Testo proposto:
*****

Esprimo il mio disappunto verso il dott. Benci, il quale spero non me ne vorrà, se dal suo Giornale, mi rivolgo direttamente a lui anche con qualche indulgente asprezza.
 
Dottor Benci, scusi, ma che modo è questo di discutere! Ho letto il suo articolo in risposta a quello davvero interessante del prof Cavicchi sul paradigma ippocratico ma le devo confessare che sono rimasto molto deluso. Sia dalle sue inconsistenti argomentazioni che dal suo, direi, almeno goffo tentativo di svicolare dal confronto rifugiandosi nella solita pratica della svalutazione del suo interlocutore (parolaio, conservatore, autoreferenziale, acrimonioso, finto riformatore, ecc.).
 
Mi scusi dott. Benci, lei si definisce un giurista e da quel che capisco, soprattutto dalle sue, per altro scarne, citazioni, lei mi pare sostanzialmente a digiuno di storia della medicina, di filosofia della medicina, di questioni medico dottrinali, di ortodossia medica, ed altro ivi inerente: comprensibile per certi versi non essendo lei un medico.
 
Nonostante ciò in un articolo, che definire sorprendente è poco, cerca di propinarci   sulla base di alcune opinioni bioetiche prese un po’ qua e là, quelli che il prof Cavicchi definisce, giustamente e argutamente, dei “bio-sfondoni”.
 
Ma cosa si aspettava che le dicessimo “bravo”? (Piccola chiosa su “bio-sfondoni”. Come noto Cavicchi è un gran “produttore” di “neologismi” in campo medico: ricordo incidentalmente il medico come “autore” che va spezzettato in “auto” e “re” dove per “auto” si intende “autonomo” e “re” per “responsabile”: dunque un medico autonomo e responsabile. Altro neologismo è quello della “compossibilità” che ruba il campo a “compatibilità” aggiungendo nel significato altro, e ancora, rivolgendosi ad alcuni presidenti di Ordine, li definisce “Sco” che sta per “sconvenienti”, “scomodi” in base alle loro posizioni contrarie alla medicina economicistica che le Regioni tentano di imporre tramite la medicina amministrata. Dunque lasciamogli passare anche “bio-sfondoni” per facilitare l’argomentare!)
 
Questi bio-sfondoni le vengono elencati ad uno ad uno, con grande lealtà intellettuale. Cioè non solo le viene dichiarato un disaccordo ma le viene spiegato e dimostrato perché.

*****

Attività da svolgere:
A: Ricopia il passo della lettera da "Ma cosa si aspettava" fino a "per facilitare l’argomentare!)", sostituendo "Regioni" con "istituzioni".
B: Continua la lettera scrivendo il seguito dopo la sua ultima frase.
Il materiale che segue non ha alcun legame con la lettera.

Materiale fornito:

*****

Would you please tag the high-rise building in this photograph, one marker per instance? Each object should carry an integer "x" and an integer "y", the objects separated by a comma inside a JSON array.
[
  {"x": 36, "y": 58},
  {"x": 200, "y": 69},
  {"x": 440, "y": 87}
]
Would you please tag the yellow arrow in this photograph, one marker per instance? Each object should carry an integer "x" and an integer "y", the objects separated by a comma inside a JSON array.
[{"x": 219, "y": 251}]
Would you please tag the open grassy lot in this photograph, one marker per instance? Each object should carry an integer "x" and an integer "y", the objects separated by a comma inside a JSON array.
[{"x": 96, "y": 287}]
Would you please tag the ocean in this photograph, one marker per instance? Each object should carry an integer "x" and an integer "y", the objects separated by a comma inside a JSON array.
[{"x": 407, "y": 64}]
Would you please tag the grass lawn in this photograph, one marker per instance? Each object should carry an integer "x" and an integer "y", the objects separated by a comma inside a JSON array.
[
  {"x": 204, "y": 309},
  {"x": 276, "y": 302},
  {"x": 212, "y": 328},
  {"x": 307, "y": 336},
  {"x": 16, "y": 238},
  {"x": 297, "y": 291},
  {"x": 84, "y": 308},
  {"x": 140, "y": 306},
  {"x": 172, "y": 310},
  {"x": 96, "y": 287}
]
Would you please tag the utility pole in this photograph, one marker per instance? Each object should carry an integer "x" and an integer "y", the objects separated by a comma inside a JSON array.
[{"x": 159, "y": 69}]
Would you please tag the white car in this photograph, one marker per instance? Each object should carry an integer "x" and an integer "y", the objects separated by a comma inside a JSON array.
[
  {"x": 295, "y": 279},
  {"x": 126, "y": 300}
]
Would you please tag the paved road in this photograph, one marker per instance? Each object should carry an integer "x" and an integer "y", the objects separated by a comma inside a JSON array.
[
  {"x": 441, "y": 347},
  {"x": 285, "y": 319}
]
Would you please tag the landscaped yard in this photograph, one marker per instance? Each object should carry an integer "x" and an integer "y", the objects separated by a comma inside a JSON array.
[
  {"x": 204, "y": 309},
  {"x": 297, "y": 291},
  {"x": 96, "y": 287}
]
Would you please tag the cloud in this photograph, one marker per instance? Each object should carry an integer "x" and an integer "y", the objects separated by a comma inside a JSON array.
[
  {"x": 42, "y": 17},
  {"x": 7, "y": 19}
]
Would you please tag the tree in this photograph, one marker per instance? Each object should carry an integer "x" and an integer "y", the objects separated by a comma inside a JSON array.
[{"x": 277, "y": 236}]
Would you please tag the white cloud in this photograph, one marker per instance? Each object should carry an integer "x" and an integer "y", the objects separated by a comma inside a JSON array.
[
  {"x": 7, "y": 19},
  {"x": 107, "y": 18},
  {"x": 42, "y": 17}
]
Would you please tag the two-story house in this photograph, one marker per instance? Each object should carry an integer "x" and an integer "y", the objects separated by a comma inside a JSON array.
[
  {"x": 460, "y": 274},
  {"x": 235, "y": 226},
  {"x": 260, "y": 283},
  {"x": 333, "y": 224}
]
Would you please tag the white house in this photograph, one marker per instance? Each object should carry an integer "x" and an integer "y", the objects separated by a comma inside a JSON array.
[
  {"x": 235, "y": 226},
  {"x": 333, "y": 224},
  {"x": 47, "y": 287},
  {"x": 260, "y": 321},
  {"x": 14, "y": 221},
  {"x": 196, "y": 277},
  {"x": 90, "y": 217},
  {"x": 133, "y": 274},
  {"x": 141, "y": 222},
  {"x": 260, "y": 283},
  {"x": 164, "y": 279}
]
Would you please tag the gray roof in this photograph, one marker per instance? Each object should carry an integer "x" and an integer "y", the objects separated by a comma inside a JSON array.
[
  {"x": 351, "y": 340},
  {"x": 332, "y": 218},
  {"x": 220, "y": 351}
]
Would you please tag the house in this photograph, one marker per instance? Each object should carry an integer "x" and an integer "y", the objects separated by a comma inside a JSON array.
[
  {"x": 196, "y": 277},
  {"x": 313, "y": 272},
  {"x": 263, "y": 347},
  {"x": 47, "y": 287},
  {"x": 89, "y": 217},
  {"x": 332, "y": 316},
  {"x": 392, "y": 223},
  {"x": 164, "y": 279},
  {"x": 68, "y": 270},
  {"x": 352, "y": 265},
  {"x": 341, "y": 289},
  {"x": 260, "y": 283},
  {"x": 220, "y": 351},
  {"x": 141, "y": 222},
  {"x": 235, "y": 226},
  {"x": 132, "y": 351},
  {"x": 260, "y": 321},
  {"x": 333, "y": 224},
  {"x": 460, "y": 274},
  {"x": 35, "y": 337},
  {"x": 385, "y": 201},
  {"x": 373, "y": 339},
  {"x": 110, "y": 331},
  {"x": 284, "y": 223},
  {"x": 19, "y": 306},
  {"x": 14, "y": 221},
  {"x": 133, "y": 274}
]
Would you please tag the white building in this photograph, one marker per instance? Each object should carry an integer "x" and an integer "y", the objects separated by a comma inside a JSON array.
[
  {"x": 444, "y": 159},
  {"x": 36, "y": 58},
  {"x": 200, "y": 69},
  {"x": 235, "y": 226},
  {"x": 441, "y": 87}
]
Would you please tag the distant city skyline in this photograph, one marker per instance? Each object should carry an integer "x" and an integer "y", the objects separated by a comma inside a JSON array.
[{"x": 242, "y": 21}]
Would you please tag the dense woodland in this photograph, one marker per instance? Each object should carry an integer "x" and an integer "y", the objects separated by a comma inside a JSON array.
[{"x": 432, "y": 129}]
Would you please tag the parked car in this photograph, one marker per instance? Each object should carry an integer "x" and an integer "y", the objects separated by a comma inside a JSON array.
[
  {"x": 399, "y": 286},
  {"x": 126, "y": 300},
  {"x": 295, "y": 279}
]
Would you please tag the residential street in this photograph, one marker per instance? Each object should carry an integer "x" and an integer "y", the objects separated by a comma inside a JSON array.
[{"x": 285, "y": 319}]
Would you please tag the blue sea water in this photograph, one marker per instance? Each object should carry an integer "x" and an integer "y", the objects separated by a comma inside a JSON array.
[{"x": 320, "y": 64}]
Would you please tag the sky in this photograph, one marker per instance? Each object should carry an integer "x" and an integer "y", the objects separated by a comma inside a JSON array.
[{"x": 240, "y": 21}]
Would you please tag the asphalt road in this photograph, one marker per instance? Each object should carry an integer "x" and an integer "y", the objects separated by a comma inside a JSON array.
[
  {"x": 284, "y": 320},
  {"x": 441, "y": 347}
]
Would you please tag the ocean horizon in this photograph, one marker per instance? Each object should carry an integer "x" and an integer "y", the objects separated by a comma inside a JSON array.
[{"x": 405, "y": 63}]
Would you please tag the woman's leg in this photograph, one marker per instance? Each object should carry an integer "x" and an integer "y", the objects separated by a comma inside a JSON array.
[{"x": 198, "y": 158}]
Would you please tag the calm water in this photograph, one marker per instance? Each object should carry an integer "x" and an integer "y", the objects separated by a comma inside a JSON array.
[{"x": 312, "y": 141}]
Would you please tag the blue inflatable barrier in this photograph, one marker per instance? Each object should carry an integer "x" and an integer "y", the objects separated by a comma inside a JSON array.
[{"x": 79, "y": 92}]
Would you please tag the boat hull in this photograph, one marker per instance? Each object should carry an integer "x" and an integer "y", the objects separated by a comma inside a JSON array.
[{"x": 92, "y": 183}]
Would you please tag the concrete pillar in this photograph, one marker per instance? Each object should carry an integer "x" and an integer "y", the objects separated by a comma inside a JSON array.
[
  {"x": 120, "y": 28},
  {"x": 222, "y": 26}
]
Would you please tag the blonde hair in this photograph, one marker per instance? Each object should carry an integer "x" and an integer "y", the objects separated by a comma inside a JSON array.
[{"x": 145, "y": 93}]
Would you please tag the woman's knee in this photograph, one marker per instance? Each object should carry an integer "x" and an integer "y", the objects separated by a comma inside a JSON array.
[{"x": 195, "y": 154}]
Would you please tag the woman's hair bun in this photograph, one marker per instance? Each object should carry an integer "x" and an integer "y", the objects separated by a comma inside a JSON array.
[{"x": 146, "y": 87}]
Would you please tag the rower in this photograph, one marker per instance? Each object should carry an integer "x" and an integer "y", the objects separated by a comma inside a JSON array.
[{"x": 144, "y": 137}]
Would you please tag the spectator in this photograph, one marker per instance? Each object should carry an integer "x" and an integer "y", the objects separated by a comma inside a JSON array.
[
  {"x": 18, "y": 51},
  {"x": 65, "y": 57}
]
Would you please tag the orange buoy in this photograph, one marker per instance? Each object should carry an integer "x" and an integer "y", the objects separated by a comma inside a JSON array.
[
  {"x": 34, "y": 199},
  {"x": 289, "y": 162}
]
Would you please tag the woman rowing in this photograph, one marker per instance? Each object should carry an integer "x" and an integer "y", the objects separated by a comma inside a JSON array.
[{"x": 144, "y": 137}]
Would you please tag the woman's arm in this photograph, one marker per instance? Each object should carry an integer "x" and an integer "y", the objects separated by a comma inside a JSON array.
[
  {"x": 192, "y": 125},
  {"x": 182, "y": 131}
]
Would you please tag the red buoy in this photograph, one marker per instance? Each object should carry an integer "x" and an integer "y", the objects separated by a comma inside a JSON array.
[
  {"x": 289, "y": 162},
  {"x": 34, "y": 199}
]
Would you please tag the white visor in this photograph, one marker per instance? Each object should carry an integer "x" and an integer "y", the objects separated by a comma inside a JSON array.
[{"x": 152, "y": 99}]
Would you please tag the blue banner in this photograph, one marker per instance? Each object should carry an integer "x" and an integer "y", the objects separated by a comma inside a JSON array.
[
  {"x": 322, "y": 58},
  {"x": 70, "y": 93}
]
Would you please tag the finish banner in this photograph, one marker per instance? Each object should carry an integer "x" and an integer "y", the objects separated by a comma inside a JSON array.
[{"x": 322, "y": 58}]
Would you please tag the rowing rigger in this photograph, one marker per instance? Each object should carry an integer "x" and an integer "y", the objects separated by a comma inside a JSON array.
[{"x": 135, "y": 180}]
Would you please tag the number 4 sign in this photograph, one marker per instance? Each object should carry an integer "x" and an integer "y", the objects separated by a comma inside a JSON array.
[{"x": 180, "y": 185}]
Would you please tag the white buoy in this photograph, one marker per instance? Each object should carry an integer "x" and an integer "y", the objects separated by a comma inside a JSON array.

*****

Le tue risposte:
A:
Ma cosa si aspettava che le dicessimo “bravo”? (Piccola chiosa su “bio-sfondoni”. Come noto Cavicchi è un gran “produttore” di “neologismi” in campo medico: ricordo incidentalmente il medico come “autore” che va spezzettato in “auto” e “re” dove per “auto” si intende “autonomo” e “re” per “responsabile”: dunque un medico autonomo e responsabile. Altro neologismo è quello della “compossibilità” che ruba il campo a “compatibilità” aggiungendo nel significato altro, e ancora, rivolgendosi ad alcuni presidenti di Ordine, li definisce “Sco” che sta per “sconvenienti”, “scomodi” in base alle loro posizioni contrarie alla medicina economicistica che le istituzioni tentano di imporre tramite la medicina amministrata. Dunque lasciamogli passare anche “bio-sfondoni” per facilitare l’argomentare!)

B:
Non pago ricorrendo ad argomentazioni piuttosto accurate,  il prof Cavicchi,  le ricostruisce quello che lei mostra di disprezzare ma senza evidentemente conoscere nella sua pratica applicazione, cioè il paradigma ippocratico, quindi le dimostra  l’infondatezza delle sue tesi, ma nello stesso tempo le dice che l’unica tesi che lei usa contro l’ippocratismo  (il consenso informato) è comunque del tutto compatibile con il paradigma ippocratico, e che pur avendo delle contraddizioni esso non è una variabile in grado di decretare la fine di un paradigma. Più chiaro di così si muore. Tuttavia lei continua come se nulla fosse a ribadire ciò che le è stato confutato ma senza apportare una ragione in più. Che modo di discutere è questo?
 
Sulla questione “scienza e coscienza” il prof Cavicchi in primo luogo le spiega quanto pericoloso sia ridurre la medicina tout court a EBM (evidence based medicine), in secondo luogo evidenzia la contraddizione clamorosa di uno come lei che si propone come un simpatizzante della bioetica e che quindi patrocina una morale e nello stesso tempo una medicina senza morale. Ma soprattutto le dice non confondiamo l’autonomia con l’arbitrio investiamo sulla autonomia qualificando la scelta e combattiamo l’arbitrio. Lei invece cosa fa? In nome dell’arbitrio vuole cancellare l’autonomia.  Ma si rende conto?
 
Lei ci parla, senza argomentare, di un paradigma bioetico ma non risponde a nessuna delle critiche che le sono state rivolte. Torno a chiederle ma che modo è questo di discutere?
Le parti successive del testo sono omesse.